--- begin Records for this exercise ---

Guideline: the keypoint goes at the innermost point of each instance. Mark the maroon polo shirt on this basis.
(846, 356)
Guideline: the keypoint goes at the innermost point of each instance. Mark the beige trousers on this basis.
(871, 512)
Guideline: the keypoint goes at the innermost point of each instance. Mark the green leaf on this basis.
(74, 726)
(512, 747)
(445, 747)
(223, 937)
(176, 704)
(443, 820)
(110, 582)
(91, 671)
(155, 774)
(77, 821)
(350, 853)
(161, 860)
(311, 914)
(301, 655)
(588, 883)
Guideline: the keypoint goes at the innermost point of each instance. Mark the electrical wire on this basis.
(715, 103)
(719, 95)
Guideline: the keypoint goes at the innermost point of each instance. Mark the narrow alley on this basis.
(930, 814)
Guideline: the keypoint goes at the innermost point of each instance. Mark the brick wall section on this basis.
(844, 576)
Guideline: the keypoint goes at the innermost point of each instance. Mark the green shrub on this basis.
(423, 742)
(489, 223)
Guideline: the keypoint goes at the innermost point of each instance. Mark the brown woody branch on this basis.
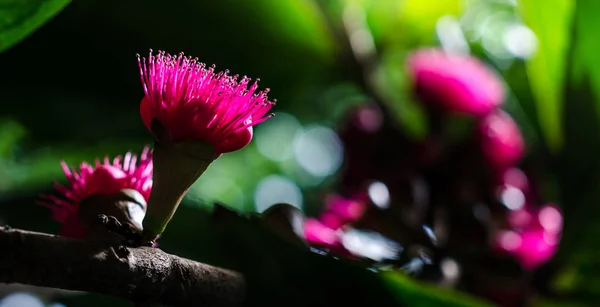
(143, 275)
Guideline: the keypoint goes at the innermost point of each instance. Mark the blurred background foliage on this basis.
(70, 91)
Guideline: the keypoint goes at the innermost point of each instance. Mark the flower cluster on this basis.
(195, 114)
(438, 196)
(326, 231)
(105, 178)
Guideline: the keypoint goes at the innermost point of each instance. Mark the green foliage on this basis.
(280, 272)
(422, 295)
(551, 21)
(20, 18)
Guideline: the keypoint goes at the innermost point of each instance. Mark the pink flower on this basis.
(194, 103)
(348, 209)
(316, 233)
(105, 178)
(536, 237)
(459, 84)
(500, 139)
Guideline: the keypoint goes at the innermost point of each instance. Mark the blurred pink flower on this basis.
(459, 84)
(348, 209)
(535, 240)
(104, 178)
(316, 233)
(194, 103)
(501, 140)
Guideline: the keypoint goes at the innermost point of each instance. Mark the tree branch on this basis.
(142, 275)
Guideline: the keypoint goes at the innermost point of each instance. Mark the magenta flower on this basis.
(347, 209)
(105, 178)
(319, 234)
(536, 235)
(326, 231)
(195, 115)
(501, 141)
(459, 84)
(195, 103)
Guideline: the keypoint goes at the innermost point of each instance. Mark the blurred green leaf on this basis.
(393, 84)
(280, 271)
(420, 18)
(407, 290)
(19, 18)
(585, 56)
(551, 21)
(11, 132)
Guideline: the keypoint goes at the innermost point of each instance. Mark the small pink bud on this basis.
(105, 178)
(317, 233)
(501, 140)
(461, 84)
(348, 209)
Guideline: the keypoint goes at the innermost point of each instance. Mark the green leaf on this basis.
(415, 294)
(585, 57)
(280, 272)
(551, 21)
(19, 18)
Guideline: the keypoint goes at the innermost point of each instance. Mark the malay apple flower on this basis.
(195, 114)
(126, 178)
(455, 83)
(535, 236)
(501, 140)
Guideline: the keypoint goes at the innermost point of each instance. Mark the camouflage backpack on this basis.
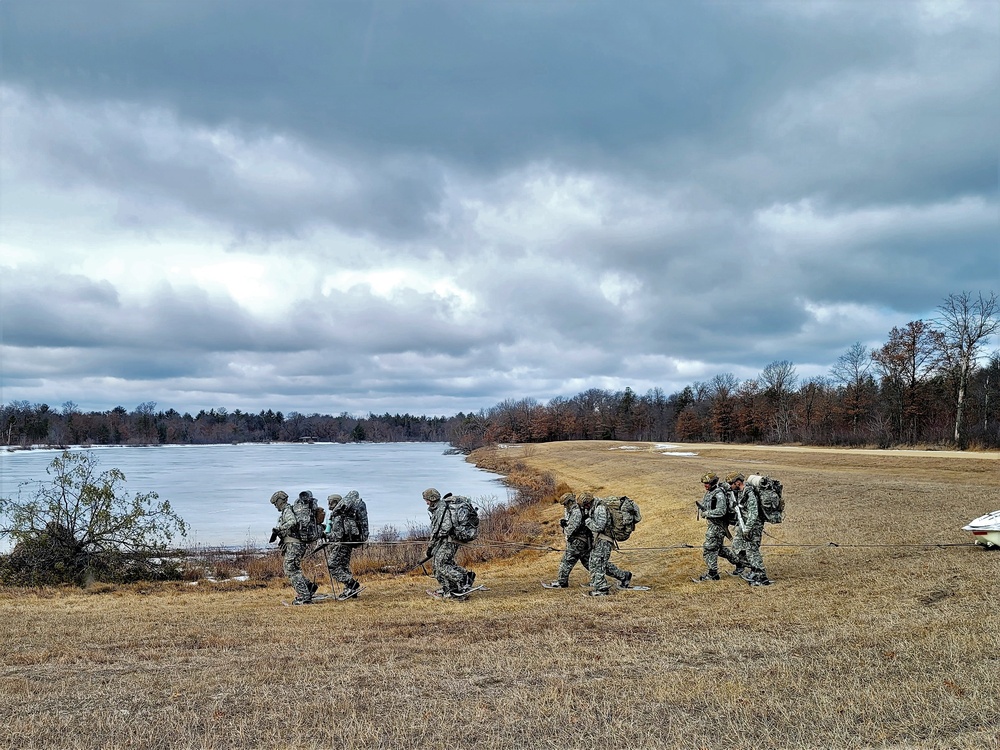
(305, 513)
(772, 504)
(464, 518)
(623, 515)
(715, 505)
(355, 517)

--- end Records for this exercise ---

## What you should do
Update every one of the entries above, replacing "keypoint" with "marker" and keeping all other text and coordinates unchanged. Leave the pictures out.

## Correct result
Guideline: the marker goes at the innermost point of each instance. Mark the maroon polo shirt on this basis.
(846, 356)
Guideline: the marker goes at the innermost point of each instance. Mark the beige trousers on this basis.
(871, 512)
Guideline: the marker goes at the innermost point of each instance. Mark the green leaf on this basis.
(74, 726)
(512, 747)
(445, 747)
(223, 937)
(176, 704)
(443, 820)
(110, 582)
(91, 671)
(155, 774)
(77, 821)
(350, 853)
(161, 860)
(311, 914)
(301, 655)
(588, 883)
Guideline: the marker goes at the innermost point of each instance. Mark the electrical wire on this basis.
(715, 103)
(719, 95)
Guideline: the marker goes at the innermost point of each instance. Mark the narrow alley on this basis.
(930, 814)
Guideline: the marker goes at the innermost point of each instance. Mark the brick wall section on this basis.
(844, 576)
Guideline: the marker goes at the innermost point of each instance. Mark the green shrub on this basis.
(423, 742)
(489, 223)
Guideline: the marker goes at the innermost point of each instance. Mark the brown woody branch on this basis.
(143, 275)
Guideline: the marker goes at the innermost point of each instance. Mark the blurred background foliage on this basis.
(70, 91)
Guideline: the marker goes at the innermost point of each instance. Mark the flower cluster on this basis.
(195, 114)
(438, 196)
(326, 231)
(105, 178)
Guideline: the marker goes at the innermost point of each instance. Mark the green foliage on this basis.
(280, 272)
(422, 295)
(551, 21)
(20, 18)
Guideline: the marker goes at the innermost point of each instance. Mark the pink flower on this basis.
(194, 103)
(348, 209)
(316, 233)
(105, 178)
(536, 237)
(459, 84)
(500, 139)
Guideline: the marker goes at the innermost point of each instance. Mark the blurred pink flower on this basis.
(459, 84)
(348, 209)
(535, 240)
(104, 178)
(316, 233)
(194, 103)
(501, 140)
Guideline: the marker goes at the innermost point of each instance. Mark the tree branch on this basis.
(142, 275)
Guideline: the marker goes at the innermost point of each instance. Mark the magenta flower on this basis.
(347, 209)
(105, 178)
(319, 234)
(536, 235)
(326, 231)
(195, 115)
(501, 141)
(459, 84)
(195, 103)
Guideline: the marker goes at the innermost point of each instance. Mark the blurred green leaf on this basis.
(393, 84)
(280, 271)
(420, 18)
(407, 290)
(19, 18)
(585, 56)
(551, 21)
(11, 132)
Guideline: the marker goes at the innermost point of each instance. Mark the small pink bud on this basis.
(105, 178)
(317, 233)
(501, 140)
(461, 84)
(348, 209)
Guideline: the marker goes at the innermost point of each instance. Mark the green leaf on this basis.
(415, 294)
(585, 57)
(280, 272)
(551, 21)
(19, 18)
Guideline: the marker goes at the innermost point of each instance. Mark the malay apple flower on this basis.
(195, 114)
(126, 178)
(455, 83)
(535, 236)
(501, 140)
Guideline: the marker goes at the innermost point of each instance. Mark the camouflage backpack on this basis.
(305, 513)
(772, 504)
(464, 518)
(623, 515)
(715, 505)
(355, 517)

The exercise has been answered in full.